Provided records.
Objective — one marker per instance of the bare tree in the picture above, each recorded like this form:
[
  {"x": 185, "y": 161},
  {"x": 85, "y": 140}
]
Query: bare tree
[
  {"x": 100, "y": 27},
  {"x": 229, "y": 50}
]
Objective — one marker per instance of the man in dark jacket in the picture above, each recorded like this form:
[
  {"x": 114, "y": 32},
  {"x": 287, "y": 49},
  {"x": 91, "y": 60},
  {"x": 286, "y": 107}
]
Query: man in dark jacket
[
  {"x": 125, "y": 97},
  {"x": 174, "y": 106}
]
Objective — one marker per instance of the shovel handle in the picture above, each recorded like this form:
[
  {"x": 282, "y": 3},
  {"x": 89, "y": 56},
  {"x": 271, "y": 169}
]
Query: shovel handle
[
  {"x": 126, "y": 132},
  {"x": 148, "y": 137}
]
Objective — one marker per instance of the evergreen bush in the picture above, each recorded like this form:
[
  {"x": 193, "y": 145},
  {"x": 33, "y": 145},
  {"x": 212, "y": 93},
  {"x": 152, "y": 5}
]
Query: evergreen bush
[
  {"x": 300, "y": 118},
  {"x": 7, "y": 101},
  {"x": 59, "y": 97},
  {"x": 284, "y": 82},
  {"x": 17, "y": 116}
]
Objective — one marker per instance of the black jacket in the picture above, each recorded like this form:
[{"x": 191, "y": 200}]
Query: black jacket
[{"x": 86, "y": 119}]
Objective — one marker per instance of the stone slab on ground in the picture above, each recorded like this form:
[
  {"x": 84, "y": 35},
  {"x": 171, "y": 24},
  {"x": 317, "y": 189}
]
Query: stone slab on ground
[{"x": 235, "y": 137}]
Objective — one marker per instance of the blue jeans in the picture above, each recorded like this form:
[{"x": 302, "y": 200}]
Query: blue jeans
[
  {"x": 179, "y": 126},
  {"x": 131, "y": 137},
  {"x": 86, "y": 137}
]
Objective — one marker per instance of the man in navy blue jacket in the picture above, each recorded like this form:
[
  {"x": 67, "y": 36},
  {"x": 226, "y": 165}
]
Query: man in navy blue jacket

The task. Reproduce all of the records above word for word, without changing anything.

Expected output.
Objective — one marker per instance of the bare tree in the picture above, each recorded like this form:
[
  {"x": 185, "y": 161},
  {"x": 85, "y": 140}
]
Query: bare tree
[
  {"x": 100, "y": 27},
  {"x": 229, "y": 50}
]
Objective — one marker per instance of the man in dark jacket in the picture above, each recorded like this form:
[
  {"x": 114, "y": 32},
  {"x": 287, "y": 49},
  {"x": 91, "y": 60},
  {"x": 286, "y": 107}
]
Query: man in dark jacket
[
  {"x": 125, "y": 97},
  {"x": 174, "y": 106}
]
Objective — one marker per instance of the shovel handle in the picture above, each recorded like this form:
[
  {"x": 282, "y": 3},
  {"x": 89, "y": 56},
  {"x": 271, "y": 169}
]
Query: shovel handle
[
  {"x": 126, "y": 132},
  {"x": 148, "y": 137}
]
Objective — one marker per instance of the evergreen bush in the picture above, each recorded like this form:
[
  {"x": 193, "y": 145},
  {"x": 33, "y": 145},
  {"x": 212, "y": 93},
  {"x": 152, "y": 5}
]
Query: evergreen bush
[
  {"x": 300, "y": 118},
  {"x": 7, "y": 101},
  {"x": 59, "y": 97},
  {"x": 284, "y": 82},
  {"x": 17, "y": 116}
]
Objective — one marker per instance of the black jacket in the picture above, each recorded like this form:
[{"x": 191, "y": 200}]
Query: black jacket
[{"x": 86, "y": 119}]
Objective — one marker per instance of the stone slab on ground in the picture above, each recorded like this form:
[
  {"x": 84, "y": 35},
  {"x": 171, "y": 24},
  {"x": 317, "y": 189}
]
Query: stone slab on ground
[{"x": 235, "y": 137}]
Objective — one marker per instance of the blue jeans in the picture above, each recorded like this form:
[{"x": 302, "y": 200}]
Query: blue jeans
[
  {"x": 179, "y": 126},
  {"x": 131, "y": 137},
  {"x": 86, "y": 137}
]
Objective — one marker per instance of the man in navy blue jacket in the picture above, each recorded like this form:
[
  {"x": 67, "y": 36},
  {"x": 226, "y": 165}
]
Query: man in navy blue jacket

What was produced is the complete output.